→ The task:
Once the line containing "x=1229, y=176" is located in the records below, repeat it and all lines that follow it exactly, leaving out any picture.

━━━━━ Study material ━━━━━

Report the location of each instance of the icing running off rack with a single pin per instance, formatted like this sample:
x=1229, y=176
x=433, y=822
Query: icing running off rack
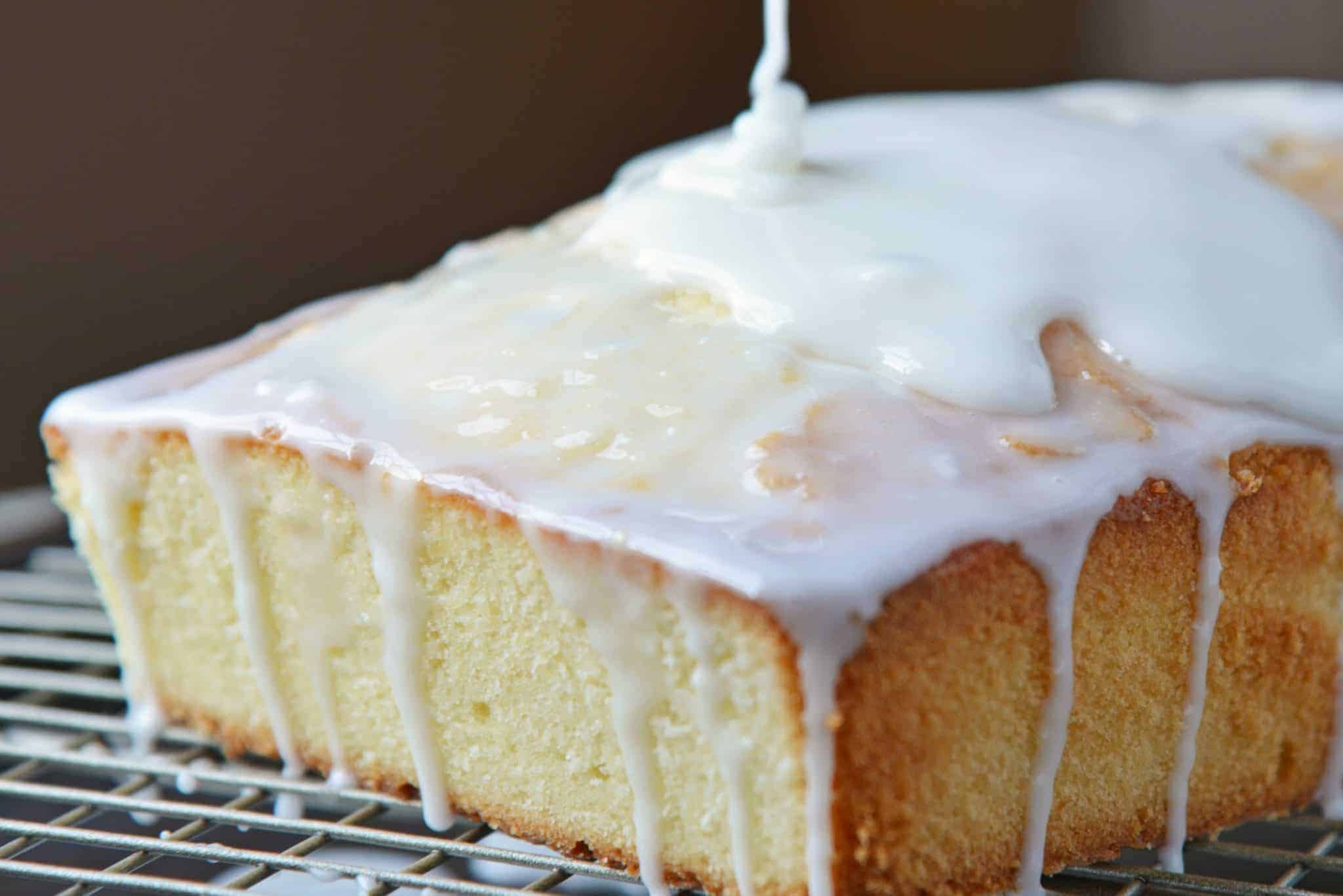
x=891, y=288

━━━━━

→ Solution to the problem:
x=1229, y=176
x=433, y=822
Query: icing running off rack
x=891, y=288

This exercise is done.